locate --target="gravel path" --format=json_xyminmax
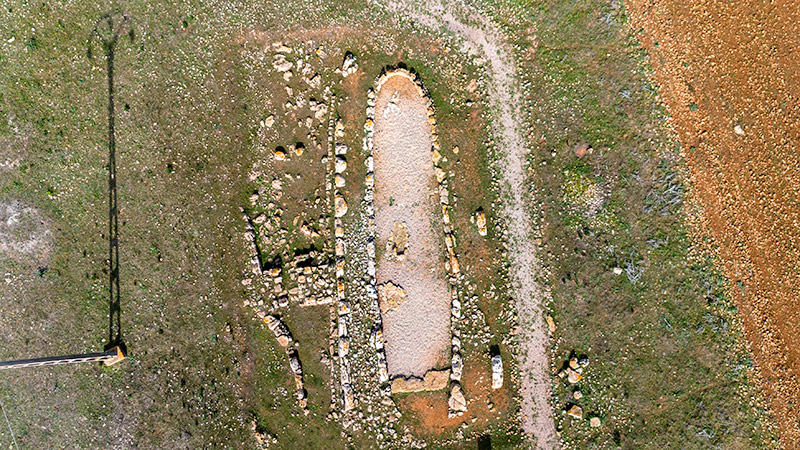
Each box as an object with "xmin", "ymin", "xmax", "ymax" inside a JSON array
[
  {"xmin": 383, "ymin": 1, "xmax": 559, "ymax": 447},
  {"xmin": 373, "ymin": 74, "xmax": 452, "ymax": 378}
]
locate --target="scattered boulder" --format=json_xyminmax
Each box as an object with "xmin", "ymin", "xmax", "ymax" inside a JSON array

INSTRUCTIONS TO FOLLOW
A single number is the whole answer: the count of lines above that hold "locate".

YOUR SOLUTION
2